──────── TEXT UNDER STUDY ────────
As countries across Europe celebrate the centenary of the right to vote for some women, it is remarkable to see how far we have come in strengthening women’s rights over the past century. Joanna Maycock, Secretary General of the European Women’s Lobby, explores both the progress that has been made and the penalties that remain in Europe’s journey to gender equality.

Equality between women and men is one of the European Union’s “founding values” and, as the largest alliance of women’s organisations in Europe, the European Women’s Lobby recognises the importance of efforts it has made. The women’s movement has been a pivotal player, collaborating with governments, trade unions, businesses and EU institutions to drive real and lasting change in the lives of women and men throughout Europe.

Even so, gender equality in Europe has stagnated and even gone backwards in some areas: the most recent edition of the European Institute for Gender Equality 2017 Index (GEI) showed that women are still very much treated as second-class citizens.
────────
* WORK TO COMPLETE:
Carry on the article on gender equality in Europe, starting after its final sentence. The data has no connection to the article on gender equality in Europe.
──────── EXCERPTED RECORDS ────────
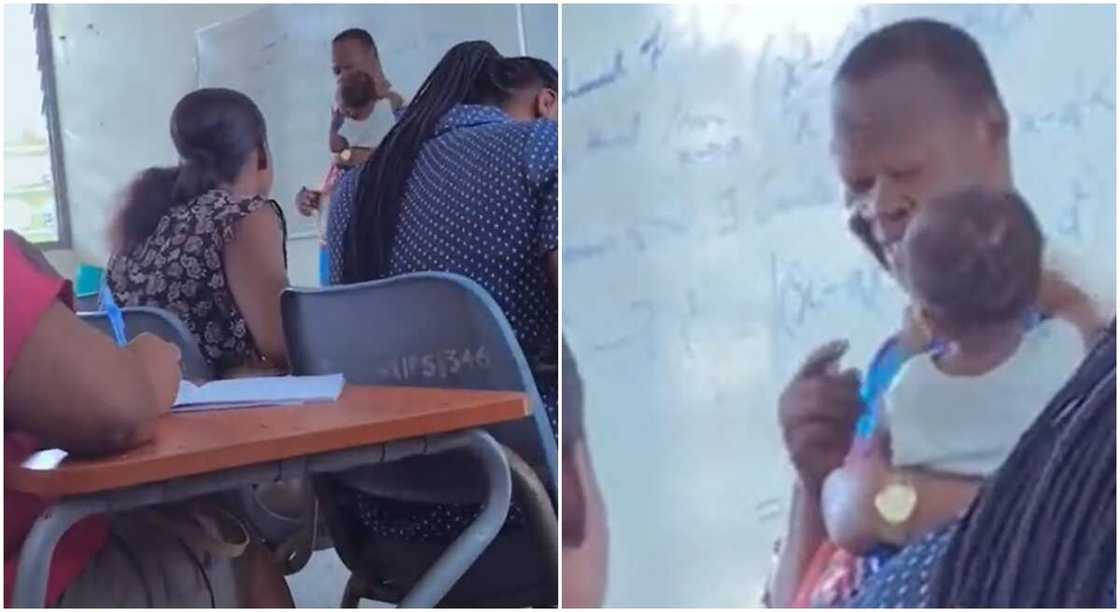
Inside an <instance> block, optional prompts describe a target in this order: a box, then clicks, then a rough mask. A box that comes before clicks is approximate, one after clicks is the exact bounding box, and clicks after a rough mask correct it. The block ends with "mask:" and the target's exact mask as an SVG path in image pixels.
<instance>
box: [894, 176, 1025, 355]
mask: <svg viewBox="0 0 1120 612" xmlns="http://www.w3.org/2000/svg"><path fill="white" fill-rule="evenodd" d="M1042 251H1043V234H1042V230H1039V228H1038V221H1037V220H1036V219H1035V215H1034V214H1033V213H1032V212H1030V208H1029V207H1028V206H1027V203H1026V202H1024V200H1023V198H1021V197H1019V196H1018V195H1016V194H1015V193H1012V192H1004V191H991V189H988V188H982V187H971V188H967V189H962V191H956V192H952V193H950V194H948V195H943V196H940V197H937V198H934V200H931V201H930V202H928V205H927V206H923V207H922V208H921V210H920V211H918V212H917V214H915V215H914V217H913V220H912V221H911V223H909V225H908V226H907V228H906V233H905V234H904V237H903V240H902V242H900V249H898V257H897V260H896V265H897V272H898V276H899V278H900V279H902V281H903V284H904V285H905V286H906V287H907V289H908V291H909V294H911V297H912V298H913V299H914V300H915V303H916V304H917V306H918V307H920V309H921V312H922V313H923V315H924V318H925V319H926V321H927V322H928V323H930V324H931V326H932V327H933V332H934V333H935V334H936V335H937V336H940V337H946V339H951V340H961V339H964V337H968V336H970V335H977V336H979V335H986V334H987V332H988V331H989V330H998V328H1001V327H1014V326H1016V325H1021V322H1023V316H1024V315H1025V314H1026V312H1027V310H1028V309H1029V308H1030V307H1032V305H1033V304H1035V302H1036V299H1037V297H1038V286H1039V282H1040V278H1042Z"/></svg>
────────
──────── EXCERPTED RECORDS ────────
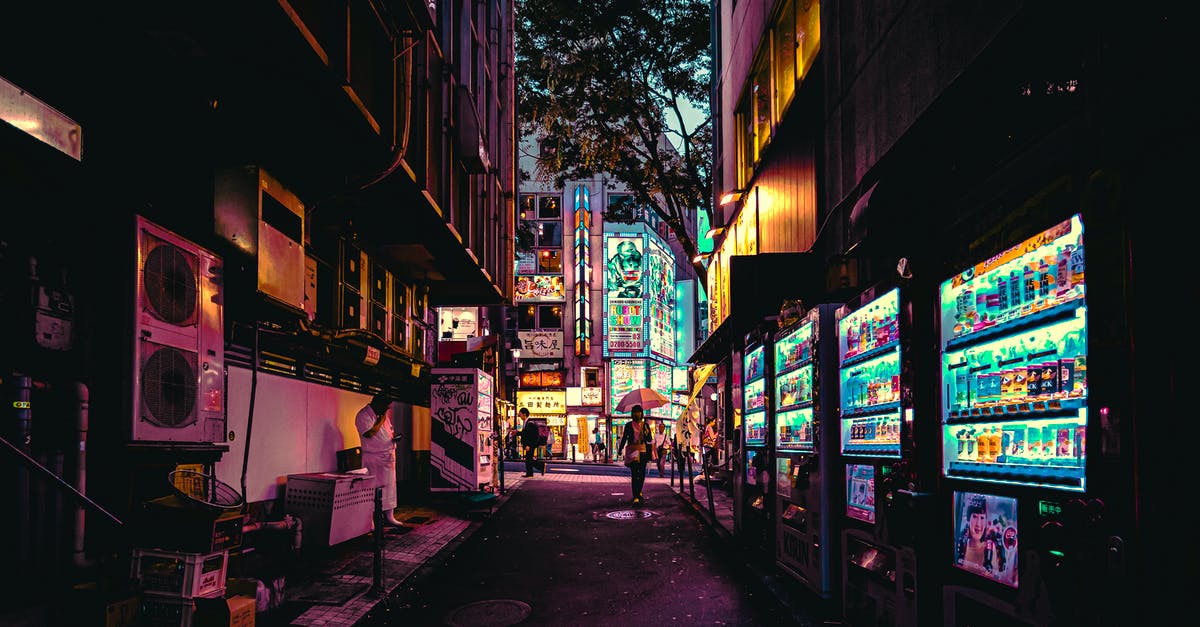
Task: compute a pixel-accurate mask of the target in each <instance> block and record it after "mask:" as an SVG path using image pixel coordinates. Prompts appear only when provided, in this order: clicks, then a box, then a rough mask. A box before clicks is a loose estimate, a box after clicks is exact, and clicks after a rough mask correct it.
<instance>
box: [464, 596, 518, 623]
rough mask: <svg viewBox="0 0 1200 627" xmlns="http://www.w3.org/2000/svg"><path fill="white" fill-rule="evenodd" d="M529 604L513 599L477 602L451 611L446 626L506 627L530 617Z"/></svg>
────────
──────── EXCERPTED RECORDS ────────
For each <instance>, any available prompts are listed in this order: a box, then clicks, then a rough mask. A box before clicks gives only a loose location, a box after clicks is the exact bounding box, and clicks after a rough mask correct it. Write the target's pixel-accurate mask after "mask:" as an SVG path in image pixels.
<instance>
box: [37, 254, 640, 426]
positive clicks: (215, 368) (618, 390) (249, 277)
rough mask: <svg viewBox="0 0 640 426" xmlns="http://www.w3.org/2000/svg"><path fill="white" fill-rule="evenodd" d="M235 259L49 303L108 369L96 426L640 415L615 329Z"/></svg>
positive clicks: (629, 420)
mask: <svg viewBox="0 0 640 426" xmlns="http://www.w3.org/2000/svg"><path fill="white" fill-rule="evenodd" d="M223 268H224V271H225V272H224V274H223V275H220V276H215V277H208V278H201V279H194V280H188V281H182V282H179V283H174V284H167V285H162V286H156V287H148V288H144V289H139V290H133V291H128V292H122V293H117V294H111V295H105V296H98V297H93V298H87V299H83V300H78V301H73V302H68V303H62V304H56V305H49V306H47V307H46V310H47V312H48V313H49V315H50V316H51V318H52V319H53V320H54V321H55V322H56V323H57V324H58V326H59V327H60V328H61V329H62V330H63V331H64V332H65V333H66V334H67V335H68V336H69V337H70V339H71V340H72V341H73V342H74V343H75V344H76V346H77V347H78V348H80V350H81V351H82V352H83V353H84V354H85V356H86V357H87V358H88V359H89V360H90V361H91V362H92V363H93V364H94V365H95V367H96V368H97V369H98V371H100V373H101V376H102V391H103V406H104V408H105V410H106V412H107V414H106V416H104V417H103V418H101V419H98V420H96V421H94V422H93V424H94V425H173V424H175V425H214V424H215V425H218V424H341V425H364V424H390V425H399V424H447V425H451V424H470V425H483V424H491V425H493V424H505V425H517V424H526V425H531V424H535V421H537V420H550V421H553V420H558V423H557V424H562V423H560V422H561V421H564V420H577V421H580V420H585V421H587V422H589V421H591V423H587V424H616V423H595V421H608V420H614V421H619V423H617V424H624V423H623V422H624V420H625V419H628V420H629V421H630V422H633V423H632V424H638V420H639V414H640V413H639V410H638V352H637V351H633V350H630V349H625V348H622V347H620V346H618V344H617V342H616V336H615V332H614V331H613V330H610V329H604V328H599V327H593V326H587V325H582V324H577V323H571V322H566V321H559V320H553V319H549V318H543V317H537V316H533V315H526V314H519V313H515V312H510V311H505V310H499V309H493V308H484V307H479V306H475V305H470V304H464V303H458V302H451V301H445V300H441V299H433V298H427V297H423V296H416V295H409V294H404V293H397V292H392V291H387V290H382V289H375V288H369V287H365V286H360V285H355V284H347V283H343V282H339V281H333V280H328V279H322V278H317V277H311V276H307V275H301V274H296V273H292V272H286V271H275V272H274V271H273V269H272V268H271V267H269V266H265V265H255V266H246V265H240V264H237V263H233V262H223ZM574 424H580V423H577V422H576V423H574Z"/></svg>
────────
* ANSWER SECTION:
GEI 2017

Inequalities prevail 

Regarding work and money, the effects of austerity continue to have a detrimental impact on women’s lives. Entrenched gender stereotypes result in occupational segregation in the labour market as the sectors where women work are undervalued and underpaid. Women’s life-long earnings are lower than men’s by almost 40% which, in the long term, impacts their economic independence and heightened exposure to poverty. As the #MeToo campaign has recently brought into the public eye, women are much more likely to face discrimination at work. They are more likely to take jobs that are low paid and low status. Throughout Europe, women continue to experience lower employment rates, with higher levels of (involuntary) part-time work. Women are much more likely to live in poverty, even if they are in paid work. There is a double or triple ‘penalty” for women with disabilities, migrant or minority women.

When it comes to power in the EU, men continue to hold more than 70% of seats in national parliaments and over 80% of ministerial positions; further, they dominate leadership roles at powerful central banks and finance ministries as well as the top positions of the largest companies, where only 4% of top positions are held by women in the EU! Where there has been progress, for example in corporate governance, this is in large part due to pressure from women’s organisations and the introduction of specific legislative measures such as gender quotas.

The Gender Time Gap 

Significant gender gaps in engagement in housework exist across all social groups, with only a third of men engaging daily in cooking and housework. The burden of unpaid and low-paid care work continues to rest on women’s shoulders – especially on migrant and minority women. This, in turn, means that women simply have no time to be able to invest in paid work and political participation. This Gender Time Gap is deeply rooted and is getting worse.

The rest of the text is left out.